§ **DOCUMENT EXTRACT**
BEGIN

Regulating the Militia

By Kevin D. Williamson

My friend Brett Joshpe has published an uncharacteristically soft-headed piece in the San Francisco Chronicle arguing that in the wake of the massacre at Sandy Hook, conservatives and Republicans should support what he calls “sensible” gun-control laws. It begins with a subtext of self-congratulation (“As a conservative and a Republican, I can no longer remain silent . . . Some will consider it heresy,” etc.), casts aspersions of intellectual dishonesty (arguments for preserving our traditional rights are “disingenuous”), advances into ex homine (noting he has family in Sandy Hook, as though that confers special status on his preferences), fundamentally misunderstands the argument for the right to keep and bear arms, deputizes the electorate, and cites the presence of teddy bears as evidence for his case.

Brett, like practically every other person seeking to diminish our constitutional rights, either does not understand the purpose of the Second Amendment or refuses to address it, writing, “Gun advocates will be hard-pressed to explain why the average American citizen needs an assault weapon with a high-capacity magazine other than for recreational purposes.” The answer to this question is straightforward: The purpose of having citizens armed with paramilitary weapons is to allow them to engage in paramilitary actions. The Second Amendment is not about Bambi and burglars — whatever a well-regulated militia is, it is not a hunting party or a sport-clays club. It is remarkable to me that any educated person — let alone a Harvard Law graduate — believes that the second item on the Bill of Rights is a constitutional guarantee of enjoying a recreational activity.

END

Start at the words "My friend Brett" in the gun control piece, stop after "for his case.", and write that stretch out again, replacing "teddy bears" with "candles". Rely only on the gun control piece for your answers.

§ **DATA RECORDS**

BEGIN

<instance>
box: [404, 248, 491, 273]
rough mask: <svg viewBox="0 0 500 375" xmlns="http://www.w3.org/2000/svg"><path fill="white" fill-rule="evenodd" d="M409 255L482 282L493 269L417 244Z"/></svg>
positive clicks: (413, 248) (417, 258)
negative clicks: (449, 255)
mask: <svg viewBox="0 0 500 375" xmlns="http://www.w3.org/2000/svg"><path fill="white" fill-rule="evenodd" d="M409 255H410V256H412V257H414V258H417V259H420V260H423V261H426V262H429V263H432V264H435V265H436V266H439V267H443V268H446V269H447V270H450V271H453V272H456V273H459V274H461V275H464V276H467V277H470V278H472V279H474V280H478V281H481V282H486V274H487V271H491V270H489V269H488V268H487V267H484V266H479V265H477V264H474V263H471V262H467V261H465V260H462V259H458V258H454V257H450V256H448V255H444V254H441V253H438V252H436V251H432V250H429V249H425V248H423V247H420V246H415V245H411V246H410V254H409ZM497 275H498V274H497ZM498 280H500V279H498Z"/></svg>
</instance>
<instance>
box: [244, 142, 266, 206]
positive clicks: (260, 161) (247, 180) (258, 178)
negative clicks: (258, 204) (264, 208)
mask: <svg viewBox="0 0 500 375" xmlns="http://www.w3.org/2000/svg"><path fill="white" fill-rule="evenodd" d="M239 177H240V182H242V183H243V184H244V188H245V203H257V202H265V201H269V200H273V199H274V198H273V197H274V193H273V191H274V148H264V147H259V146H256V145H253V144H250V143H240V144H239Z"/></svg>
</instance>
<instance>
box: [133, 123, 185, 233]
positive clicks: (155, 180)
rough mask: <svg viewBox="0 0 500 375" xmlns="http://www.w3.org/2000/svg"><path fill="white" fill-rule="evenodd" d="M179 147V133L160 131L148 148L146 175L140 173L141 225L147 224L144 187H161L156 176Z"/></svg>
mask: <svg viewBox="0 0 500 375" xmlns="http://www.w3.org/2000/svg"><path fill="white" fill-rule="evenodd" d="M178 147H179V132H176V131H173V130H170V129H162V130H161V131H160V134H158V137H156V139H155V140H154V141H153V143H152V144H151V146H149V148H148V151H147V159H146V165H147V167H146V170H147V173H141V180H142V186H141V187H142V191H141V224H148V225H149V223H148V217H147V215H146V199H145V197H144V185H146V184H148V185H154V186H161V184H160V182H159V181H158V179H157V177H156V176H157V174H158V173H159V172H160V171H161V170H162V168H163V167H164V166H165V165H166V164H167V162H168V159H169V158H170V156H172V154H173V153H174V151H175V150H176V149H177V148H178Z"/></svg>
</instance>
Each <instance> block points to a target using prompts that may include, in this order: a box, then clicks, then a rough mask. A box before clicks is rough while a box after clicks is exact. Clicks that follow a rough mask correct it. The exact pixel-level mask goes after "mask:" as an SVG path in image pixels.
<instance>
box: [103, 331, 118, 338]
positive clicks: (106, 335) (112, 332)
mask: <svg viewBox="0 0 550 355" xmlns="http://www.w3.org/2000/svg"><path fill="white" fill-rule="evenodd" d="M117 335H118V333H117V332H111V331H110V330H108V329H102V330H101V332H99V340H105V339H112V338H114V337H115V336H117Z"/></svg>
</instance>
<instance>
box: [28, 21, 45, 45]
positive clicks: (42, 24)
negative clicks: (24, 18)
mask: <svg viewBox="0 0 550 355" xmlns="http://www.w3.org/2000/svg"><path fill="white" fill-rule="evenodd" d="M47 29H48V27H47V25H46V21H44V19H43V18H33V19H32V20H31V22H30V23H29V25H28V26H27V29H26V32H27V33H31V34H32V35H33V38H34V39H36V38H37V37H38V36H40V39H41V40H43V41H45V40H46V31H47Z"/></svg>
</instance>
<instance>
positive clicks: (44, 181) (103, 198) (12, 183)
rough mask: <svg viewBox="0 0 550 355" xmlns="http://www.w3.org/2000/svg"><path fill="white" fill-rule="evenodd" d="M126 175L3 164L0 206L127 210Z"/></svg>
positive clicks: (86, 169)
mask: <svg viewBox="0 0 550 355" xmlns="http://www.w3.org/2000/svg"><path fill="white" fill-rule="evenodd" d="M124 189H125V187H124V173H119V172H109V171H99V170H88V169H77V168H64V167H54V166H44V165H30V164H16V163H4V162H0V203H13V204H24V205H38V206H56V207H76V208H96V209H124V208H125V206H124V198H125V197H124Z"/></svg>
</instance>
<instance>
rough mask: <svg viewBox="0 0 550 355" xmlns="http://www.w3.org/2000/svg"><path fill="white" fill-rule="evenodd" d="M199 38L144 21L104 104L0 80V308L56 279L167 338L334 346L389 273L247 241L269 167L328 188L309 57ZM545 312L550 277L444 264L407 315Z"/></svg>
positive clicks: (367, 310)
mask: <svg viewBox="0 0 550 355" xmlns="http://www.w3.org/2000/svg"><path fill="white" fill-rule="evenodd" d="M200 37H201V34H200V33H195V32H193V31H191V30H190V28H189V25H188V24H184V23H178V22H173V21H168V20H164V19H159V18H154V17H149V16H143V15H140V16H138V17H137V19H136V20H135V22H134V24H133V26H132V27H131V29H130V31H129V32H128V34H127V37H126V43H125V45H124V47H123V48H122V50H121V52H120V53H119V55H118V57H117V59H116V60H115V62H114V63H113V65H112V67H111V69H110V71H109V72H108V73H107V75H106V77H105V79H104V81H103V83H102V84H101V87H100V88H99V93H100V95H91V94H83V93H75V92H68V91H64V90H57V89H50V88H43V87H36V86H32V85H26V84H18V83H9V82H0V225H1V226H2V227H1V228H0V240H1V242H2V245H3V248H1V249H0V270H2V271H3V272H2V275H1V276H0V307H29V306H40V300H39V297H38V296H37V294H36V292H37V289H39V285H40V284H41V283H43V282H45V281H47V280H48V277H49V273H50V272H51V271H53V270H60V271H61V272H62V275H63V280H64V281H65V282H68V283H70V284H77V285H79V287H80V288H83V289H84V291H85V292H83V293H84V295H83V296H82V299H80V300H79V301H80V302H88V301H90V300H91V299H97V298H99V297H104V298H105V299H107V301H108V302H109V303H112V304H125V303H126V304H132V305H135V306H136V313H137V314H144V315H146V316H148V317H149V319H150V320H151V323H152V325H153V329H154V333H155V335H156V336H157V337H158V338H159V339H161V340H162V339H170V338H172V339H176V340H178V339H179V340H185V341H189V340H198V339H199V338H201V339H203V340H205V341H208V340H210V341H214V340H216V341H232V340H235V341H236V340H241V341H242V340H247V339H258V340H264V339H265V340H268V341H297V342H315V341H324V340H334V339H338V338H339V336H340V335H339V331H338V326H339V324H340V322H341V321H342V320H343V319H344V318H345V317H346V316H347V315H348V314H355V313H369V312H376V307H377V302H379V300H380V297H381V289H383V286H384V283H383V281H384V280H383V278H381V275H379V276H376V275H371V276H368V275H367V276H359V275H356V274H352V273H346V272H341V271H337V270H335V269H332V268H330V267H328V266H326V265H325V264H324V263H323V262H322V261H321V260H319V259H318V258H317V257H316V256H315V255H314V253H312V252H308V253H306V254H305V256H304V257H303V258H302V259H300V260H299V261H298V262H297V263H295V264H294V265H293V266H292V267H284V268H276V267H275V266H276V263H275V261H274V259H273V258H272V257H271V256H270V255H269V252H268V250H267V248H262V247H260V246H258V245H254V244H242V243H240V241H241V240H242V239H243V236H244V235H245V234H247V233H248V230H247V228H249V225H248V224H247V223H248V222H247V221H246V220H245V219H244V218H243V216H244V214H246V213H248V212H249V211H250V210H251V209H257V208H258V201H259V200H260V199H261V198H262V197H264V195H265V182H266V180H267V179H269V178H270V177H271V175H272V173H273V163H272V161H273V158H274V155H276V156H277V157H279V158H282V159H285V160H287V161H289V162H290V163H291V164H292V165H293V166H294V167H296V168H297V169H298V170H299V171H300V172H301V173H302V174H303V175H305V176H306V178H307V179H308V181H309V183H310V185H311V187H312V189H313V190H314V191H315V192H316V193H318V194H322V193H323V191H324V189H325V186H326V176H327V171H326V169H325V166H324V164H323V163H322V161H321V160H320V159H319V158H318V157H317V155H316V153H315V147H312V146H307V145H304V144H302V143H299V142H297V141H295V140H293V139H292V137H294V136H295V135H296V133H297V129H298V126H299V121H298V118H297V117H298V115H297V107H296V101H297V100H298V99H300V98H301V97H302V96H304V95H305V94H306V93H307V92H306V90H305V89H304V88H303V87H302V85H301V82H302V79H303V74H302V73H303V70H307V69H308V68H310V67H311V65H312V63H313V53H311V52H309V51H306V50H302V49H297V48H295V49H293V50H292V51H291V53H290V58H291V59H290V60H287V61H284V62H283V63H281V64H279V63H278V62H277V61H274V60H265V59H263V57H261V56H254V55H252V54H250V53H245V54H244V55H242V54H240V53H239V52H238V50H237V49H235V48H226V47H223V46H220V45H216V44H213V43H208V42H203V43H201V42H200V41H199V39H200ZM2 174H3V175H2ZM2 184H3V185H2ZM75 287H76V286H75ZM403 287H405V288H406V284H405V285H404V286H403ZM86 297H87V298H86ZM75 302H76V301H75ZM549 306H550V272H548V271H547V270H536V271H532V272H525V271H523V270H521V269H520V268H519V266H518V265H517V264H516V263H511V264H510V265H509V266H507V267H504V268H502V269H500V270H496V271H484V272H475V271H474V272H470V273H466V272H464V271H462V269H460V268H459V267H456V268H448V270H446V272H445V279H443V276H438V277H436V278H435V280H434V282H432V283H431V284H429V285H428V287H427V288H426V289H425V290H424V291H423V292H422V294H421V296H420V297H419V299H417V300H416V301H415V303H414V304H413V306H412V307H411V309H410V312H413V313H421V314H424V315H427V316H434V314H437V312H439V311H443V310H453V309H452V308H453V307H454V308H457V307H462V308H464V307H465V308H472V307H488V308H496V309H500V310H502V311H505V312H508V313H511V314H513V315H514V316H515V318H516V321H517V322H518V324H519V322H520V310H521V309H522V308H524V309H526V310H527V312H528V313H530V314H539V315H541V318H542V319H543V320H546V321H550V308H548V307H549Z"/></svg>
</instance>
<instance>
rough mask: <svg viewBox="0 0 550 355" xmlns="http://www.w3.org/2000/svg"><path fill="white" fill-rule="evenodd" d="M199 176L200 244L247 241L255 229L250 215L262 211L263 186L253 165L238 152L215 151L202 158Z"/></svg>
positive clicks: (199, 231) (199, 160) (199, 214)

END

§ **EXERCISE RESPONSE**
My friend Brett Joshpe has published an uncharacteristically soft-headed piece in the San Francisco Chronicle arguing that in the wake of the massacre at Sandy Hook, conservatives and Republicans should support what he calls “sensible” gun-control laws. It begins with a subtext of self-congratulation (“As a conservative and a Republican, I can no longer remain silent . . . Some will consider it heresy,” etc.), casts aspersions of intellectual dishonesty (arguments for preserving our traditional rights are “disingenuous”), advances into ex homine (noting he has family in Sandy Hook, as though that confers special status on his preferences), fundamentally misunderstands the argument for the right to keep and bear arms, deputizes the electorate, and cites the presence of candles as evidence for his case.